- **REQUIRED WORK**:
a) In the article on Northbound Bloom, rewrite everything from "A new business" down to "with a purpose.", changing "Northbound Bloom" to "Boreal Roots".
b) List the kinds of creatures that, according to the article on Northbound Bloom, planting native species can bring to your area.
c) In the article on Northbound Bloom, what was the only relief Nobel found for her digestive issues?
==== TEXT FOR ANALYSIS
A new business hopes to help Timmins area residents improve their own health and also that of their land.
Jennifer Nobel launched Northbound Bloom this spring. She describes the business as an ecological land design service focused on the creation of gardens with a purpose.
“It’s ecological land design. And that can encompass many different things. In short, it helps people create resilient yards, land or outdoor spaces,” Nobel said. “That can look like a couple of raised beds in someone’s backyard if they want to grow their own food. That creates resilience in food security, not being dependant on big box stores.
“It could be a multi-acre project, a farm or a homestead or a hobby piece of land where someone wants to create resilience in a way that is reduced to the risk of fire, flood or harvesting rainwater where it falls so they don’t have a lot of runoff water. It can encompass many different things. But so far it has been mostly food based and helping people to grow food in their backyards or front yards.”
Something as simple a proper gardening can benefit the land, not just the gardeners.
“It’s about improving your personal health, but also the ecosystem around it,” she said. “It is planting native species, pollinator species, species that want to grow in this region. We’re right on the cusp of the Boreal forest, we have so many cool native species that we can be planting here that people are not necessarily planting. Sometimes we just buy plants that we see at the grocery story or at Walmart, but they are not necessarily tailored to this region.
“By planting those (native) species you can get a lot of beneficial insects, birds, the right types of worms in your area to really improve the health of the soil and the surrounding ecosystems.”
Nobel said many of her clients want to grow food to ensure it is not genetically modified and know the supply is healthy and secure.
“(There are) outbreaks of E. coli and store call backs on food, where you’re not always sure if the food you are buying is safe,” she said. “Even if you’re buying organic these days, you need to do your research and find out is it actually pesticide free, is it actually chemically free. If you don’t want to have these concerns, growing it yourself eliminates that completely.
“Depending on how big your yard is and how much you want to grow, you can easily cut your grocery bill in half if you are willing to put that effort in. One of the reasons I came to this business was for personal health. I have a lot of digestive issues. The only relief I found from that was eating locally grown organic food.”
========
==== DATA FOR REVIEW
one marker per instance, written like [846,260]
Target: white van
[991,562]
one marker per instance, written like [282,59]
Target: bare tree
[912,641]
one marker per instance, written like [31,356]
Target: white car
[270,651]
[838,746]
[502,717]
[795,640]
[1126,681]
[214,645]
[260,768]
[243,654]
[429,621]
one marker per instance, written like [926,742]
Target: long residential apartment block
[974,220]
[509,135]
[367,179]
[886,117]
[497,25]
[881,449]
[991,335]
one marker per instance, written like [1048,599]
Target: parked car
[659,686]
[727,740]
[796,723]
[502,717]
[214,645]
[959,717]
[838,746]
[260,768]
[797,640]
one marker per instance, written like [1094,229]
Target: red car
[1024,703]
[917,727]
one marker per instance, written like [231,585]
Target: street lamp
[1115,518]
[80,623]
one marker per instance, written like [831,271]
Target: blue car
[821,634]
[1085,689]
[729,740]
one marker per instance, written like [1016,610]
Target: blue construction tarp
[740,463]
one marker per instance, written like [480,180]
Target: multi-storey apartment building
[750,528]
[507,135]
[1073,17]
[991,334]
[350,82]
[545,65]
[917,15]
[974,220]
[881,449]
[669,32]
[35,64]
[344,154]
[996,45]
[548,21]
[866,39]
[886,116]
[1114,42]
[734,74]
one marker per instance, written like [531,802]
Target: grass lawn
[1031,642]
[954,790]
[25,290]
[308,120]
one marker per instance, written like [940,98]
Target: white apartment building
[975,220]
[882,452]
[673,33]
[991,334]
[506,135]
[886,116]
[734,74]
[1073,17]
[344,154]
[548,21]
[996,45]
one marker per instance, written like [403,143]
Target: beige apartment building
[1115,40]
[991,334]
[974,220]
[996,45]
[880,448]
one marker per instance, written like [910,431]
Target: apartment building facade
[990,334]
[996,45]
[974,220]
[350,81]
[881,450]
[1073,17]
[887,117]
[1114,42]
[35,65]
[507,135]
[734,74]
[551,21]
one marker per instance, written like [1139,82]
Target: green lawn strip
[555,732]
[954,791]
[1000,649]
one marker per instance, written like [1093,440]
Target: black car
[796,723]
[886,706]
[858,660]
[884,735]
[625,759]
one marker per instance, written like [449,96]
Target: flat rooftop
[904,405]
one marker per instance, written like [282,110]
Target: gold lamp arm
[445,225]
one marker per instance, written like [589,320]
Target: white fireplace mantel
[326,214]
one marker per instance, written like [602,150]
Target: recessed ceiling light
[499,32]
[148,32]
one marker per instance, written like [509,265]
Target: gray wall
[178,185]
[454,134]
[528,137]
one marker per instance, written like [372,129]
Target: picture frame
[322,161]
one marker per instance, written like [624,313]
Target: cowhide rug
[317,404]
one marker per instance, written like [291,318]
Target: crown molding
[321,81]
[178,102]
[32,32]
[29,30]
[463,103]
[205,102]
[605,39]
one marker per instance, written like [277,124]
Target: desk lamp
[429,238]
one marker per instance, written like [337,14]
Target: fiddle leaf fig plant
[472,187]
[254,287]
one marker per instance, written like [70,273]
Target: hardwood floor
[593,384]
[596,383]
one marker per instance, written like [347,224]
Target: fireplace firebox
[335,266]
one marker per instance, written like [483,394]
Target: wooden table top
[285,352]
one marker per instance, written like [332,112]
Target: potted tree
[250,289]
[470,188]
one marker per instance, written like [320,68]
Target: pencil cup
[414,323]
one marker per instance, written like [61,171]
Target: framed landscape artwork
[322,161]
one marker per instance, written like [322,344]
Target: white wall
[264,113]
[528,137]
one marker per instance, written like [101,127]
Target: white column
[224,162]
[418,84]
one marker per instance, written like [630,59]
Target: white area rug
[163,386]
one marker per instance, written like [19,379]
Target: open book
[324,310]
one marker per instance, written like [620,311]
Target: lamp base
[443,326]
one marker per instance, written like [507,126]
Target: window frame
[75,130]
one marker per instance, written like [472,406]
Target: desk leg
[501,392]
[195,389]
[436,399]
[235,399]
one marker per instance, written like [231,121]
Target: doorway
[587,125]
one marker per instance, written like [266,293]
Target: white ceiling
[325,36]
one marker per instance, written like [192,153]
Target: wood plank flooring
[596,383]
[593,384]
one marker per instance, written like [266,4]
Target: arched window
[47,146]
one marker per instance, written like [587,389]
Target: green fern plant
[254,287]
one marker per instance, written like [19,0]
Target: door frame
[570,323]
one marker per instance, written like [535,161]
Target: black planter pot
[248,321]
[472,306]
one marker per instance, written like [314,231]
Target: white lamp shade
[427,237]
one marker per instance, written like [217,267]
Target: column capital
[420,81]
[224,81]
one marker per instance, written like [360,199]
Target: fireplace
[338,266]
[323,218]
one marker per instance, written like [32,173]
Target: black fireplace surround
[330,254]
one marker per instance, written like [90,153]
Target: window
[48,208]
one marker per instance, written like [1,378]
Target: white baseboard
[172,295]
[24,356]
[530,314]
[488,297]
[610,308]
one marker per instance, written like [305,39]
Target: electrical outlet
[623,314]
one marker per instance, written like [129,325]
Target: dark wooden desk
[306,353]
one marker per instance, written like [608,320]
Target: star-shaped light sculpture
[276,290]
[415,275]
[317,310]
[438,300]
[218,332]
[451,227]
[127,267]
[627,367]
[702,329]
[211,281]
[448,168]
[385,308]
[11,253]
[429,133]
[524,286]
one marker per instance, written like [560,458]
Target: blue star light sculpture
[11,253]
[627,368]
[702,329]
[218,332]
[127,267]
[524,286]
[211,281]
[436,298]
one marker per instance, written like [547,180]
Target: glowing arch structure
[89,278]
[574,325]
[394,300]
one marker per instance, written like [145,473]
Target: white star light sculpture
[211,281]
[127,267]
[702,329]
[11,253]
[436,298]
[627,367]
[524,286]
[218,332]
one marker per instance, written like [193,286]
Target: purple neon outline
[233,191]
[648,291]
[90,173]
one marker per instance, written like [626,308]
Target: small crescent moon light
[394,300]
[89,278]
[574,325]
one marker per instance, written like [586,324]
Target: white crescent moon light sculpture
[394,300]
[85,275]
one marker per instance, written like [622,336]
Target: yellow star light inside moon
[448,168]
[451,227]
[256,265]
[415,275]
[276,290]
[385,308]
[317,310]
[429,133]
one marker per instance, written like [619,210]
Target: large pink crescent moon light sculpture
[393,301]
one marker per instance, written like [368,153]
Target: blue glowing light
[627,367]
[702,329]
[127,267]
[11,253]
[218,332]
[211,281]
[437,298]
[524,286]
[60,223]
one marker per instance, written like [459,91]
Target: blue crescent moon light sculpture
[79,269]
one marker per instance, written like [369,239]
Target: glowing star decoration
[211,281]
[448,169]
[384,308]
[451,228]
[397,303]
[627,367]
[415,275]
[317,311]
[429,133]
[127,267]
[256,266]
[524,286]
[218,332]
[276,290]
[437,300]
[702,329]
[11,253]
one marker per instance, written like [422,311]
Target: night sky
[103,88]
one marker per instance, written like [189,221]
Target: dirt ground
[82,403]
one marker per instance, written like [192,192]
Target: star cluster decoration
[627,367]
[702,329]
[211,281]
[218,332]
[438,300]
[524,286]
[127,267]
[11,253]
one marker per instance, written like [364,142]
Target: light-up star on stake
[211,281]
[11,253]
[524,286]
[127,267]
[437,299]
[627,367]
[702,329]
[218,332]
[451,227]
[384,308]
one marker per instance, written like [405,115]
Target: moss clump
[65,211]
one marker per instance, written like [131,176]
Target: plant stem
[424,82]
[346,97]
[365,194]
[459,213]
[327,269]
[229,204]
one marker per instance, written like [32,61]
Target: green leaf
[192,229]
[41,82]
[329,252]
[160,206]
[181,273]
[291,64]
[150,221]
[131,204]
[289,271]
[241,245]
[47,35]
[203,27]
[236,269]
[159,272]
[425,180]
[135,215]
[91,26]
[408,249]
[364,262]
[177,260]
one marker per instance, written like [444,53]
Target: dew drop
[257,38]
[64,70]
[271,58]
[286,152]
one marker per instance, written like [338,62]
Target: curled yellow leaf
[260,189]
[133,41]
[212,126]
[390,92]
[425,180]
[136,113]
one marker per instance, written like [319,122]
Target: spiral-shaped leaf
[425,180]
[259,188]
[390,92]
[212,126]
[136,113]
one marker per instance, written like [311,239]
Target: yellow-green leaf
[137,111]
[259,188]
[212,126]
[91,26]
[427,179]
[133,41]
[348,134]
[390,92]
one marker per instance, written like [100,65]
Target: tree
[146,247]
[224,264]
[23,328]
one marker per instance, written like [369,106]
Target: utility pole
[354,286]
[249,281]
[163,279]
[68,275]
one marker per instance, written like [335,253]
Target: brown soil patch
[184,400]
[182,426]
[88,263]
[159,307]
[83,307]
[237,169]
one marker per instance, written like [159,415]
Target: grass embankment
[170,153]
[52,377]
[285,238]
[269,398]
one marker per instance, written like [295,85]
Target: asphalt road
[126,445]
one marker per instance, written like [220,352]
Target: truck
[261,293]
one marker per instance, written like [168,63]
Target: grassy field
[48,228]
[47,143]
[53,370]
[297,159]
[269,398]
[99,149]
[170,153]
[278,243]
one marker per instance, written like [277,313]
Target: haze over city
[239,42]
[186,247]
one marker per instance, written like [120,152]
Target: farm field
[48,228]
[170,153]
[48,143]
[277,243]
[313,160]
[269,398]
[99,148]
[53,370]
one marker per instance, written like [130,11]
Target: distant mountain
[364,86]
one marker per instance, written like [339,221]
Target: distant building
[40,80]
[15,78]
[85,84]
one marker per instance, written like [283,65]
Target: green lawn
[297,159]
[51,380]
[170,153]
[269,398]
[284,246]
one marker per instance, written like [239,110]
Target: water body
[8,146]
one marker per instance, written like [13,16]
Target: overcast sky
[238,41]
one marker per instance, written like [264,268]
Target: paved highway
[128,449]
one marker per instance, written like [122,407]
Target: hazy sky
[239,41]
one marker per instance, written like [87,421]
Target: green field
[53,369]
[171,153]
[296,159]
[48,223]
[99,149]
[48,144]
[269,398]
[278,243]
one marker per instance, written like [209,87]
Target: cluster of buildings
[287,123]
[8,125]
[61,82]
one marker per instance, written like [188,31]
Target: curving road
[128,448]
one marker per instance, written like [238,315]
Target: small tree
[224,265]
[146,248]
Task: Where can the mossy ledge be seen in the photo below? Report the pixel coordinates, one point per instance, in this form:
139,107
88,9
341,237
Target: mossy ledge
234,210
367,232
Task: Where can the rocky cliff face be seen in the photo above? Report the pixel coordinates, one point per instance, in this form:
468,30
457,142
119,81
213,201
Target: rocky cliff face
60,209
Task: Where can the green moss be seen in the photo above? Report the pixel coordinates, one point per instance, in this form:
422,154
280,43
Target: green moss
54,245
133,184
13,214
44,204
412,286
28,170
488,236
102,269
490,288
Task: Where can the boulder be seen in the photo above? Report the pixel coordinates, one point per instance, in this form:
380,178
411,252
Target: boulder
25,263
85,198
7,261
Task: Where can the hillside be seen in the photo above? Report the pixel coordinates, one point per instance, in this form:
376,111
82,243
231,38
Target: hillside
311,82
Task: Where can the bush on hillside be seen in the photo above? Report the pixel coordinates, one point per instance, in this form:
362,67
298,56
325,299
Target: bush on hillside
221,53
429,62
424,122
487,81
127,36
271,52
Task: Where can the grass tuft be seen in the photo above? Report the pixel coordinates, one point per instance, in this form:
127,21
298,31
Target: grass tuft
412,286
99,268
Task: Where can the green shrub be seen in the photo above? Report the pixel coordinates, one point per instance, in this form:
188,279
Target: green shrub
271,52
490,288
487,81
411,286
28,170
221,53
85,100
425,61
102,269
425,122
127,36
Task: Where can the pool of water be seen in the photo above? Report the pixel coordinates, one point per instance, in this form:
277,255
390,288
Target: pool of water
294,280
========
- **LIST OF ANSWERS**:
a)
A new business hopes to help Timmins area residents improve their own health and also that of their land.
Jennifer Nobel launched Boreal Roots this spring. She describes the business as an ecological land design service focused on the creation of gardens with a purpose.

b) Beneficial insects, birds, and the right types of worms.

c) Eating locally grown organic food.